## Material for this exercise
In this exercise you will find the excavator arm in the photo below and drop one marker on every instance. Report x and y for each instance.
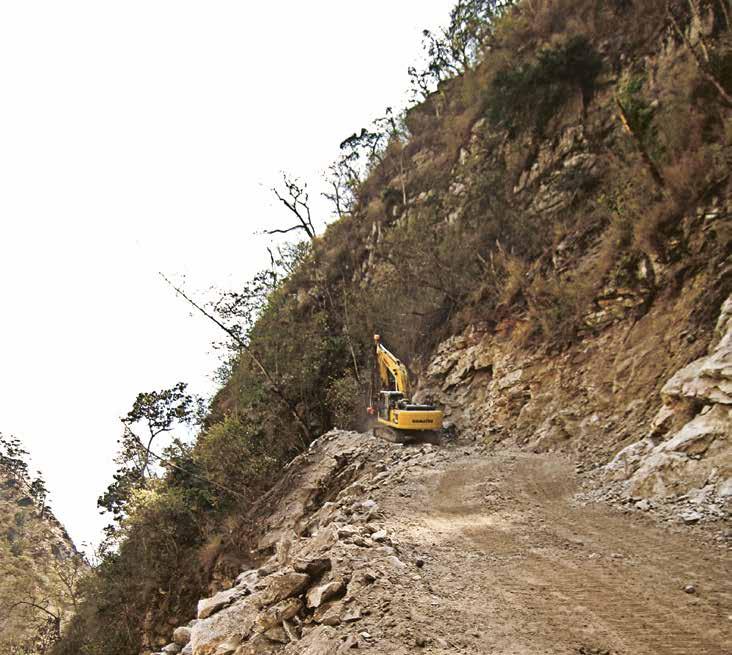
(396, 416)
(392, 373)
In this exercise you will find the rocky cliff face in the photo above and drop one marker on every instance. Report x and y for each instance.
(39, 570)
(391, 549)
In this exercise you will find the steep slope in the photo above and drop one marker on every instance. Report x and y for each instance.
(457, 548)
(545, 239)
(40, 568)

---

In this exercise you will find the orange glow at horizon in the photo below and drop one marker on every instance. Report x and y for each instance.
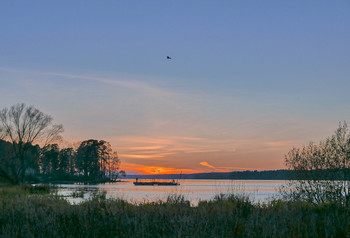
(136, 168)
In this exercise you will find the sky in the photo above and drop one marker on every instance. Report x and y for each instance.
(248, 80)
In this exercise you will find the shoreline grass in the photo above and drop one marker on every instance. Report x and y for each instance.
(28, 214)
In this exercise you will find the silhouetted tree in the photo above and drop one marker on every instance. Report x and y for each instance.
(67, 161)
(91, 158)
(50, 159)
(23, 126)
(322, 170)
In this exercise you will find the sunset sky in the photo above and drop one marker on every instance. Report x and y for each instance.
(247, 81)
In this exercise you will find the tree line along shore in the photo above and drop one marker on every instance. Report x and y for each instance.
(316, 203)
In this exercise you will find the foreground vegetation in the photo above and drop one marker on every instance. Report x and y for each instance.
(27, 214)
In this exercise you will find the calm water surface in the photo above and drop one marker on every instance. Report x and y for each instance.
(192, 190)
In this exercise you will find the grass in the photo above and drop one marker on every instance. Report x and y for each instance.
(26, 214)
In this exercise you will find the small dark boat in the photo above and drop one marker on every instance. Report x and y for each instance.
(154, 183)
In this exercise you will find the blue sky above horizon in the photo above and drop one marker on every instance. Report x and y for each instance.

--

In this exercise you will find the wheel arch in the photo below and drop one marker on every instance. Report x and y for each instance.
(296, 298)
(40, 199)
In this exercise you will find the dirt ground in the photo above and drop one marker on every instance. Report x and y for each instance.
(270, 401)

## Prompt
Pull out every line of the items above that contains the word "below", copying each such line in full. Matching is case-sensitive.

## Task answer
In this exercise you will find the excavator arm in the photo below and drop one marker on every instance. Report x and y for each instance.
In this exercise you will find the orange glow at horizon in the photo below and drop one marker on every instance. Report x and y for each instance.
In this exercise you will find the wheel arch in the photo below and drop one marker on every instance. Report x and y for each instance.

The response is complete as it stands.